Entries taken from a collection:
⁂

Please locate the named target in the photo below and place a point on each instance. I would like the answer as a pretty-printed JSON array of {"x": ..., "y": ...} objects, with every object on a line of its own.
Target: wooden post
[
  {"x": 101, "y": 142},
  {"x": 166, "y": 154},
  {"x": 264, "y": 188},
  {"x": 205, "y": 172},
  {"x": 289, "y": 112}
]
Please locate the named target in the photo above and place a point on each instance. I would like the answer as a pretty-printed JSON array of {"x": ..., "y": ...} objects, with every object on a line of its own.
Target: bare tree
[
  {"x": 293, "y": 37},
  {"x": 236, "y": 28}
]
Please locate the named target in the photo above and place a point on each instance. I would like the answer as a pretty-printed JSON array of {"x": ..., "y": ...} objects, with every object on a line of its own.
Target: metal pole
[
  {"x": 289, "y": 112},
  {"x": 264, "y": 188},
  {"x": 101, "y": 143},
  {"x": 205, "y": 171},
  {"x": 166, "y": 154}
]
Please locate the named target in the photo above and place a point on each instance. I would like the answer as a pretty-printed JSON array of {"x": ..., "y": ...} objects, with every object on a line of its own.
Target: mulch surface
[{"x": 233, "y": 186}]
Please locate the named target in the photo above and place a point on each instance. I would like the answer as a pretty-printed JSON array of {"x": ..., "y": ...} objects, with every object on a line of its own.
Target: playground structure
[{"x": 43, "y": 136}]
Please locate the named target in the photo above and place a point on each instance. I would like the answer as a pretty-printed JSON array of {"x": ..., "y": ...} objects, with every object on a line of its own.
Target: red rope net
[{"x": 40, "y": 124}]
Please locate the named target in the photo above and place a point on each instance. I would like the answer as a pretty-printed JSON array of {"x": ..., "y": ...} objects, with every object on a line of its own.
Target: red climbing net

⁂

Each line of the data should be given back exactly.

» Exercise output
Please locate the named target in the photo below and place a point on each instance. I would like the answer as a pretty-printed JSON array of {"x": ..., "y": ...} objects, with every object on a line of its own.
Target: wooden post
[
  {"x": 101, "y": 142},
  {"x": 166, "y": 154},
  {"x": 264, "y": 188},
  {"x": 205, "y": 172},
  {"x": 289, "y": 112}
]
Please locate the named target in the photo above and place a point on each instance. I would like the answer as a pretty-printed JSON array of {"x": ..., "y": ...} objects, with every object on a line of its own.
Target: bare tree
[
  {"x": 293, "y": 37},
  {"x": 236, "y": 28}
]
Please locate the named target in the photo above and place a point on each instance. I would like the answer as a pretty-printed JSON array of {"x": ..., "y": ...} objects, with every object on a line of its own.
Target: metal pole
[
  {"x": 289, "y": 112},
  {"x": 264, "y": 188},
  {"x": 101, "y": 143},
  {"x": 205, "y": 171},
  {"x": 166, "y": 154}
]
Please locate the named target in the photo above and place a point on each instance. I would like the answer as a pretty-printed JSON array of {"x": ..., "y": ...} objects, with every object on a line of its own.
Target: mulch surface
[{"x": 233, "y": 186}]
Please locate the named target in the photo above and place a point on each instance. I would like the answer as a pretty-printed JSON array of {"x": ..., "y": ...} objects, with every object on a line of its own.
Target: playground structure
[{"x": 43, "y": 136}]
Please locate the named target in the photo above and place a point on each instance. I would like the answer as a pretty-printed JSON array of {"x": ..., "y": ...} objects, with every object on a line of its own.
Target: red rope net
[{"x": 40, "y": 124}]
Please locate the named target in the photo above and place a point on each instance. I would like the answer as a pretty-printed JSON array of {"x": ..., "y": ...} objects, with every object on a line of its own.
Target: red climbing net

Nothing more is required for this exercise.